Source material:
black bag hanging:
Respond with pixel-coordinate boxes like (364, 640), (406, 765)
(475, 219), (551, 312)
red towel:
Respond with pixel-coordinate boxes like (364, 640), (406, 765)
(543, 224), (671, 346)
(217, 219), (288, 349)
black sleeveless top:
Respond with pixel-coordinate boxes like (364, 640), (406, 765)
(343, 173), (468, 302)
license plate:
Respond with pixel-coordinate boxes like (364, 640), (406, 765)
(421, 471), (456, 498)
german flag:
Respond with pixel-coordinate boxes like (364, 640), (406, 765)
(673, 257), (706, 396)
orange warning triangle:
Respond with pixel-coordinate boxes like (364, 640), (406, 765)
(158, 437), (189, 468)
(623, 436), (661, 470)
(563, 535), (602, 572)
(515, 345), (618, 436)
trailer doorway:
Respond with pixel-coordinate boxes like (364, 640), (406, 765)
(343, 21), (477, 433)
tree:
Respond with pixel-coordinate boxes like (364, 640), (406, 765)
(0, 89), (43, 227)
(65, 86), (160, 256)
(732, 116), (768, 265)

Required action: From the material above, tally every line that includes the word "black" and state the count only.

Your solution: 2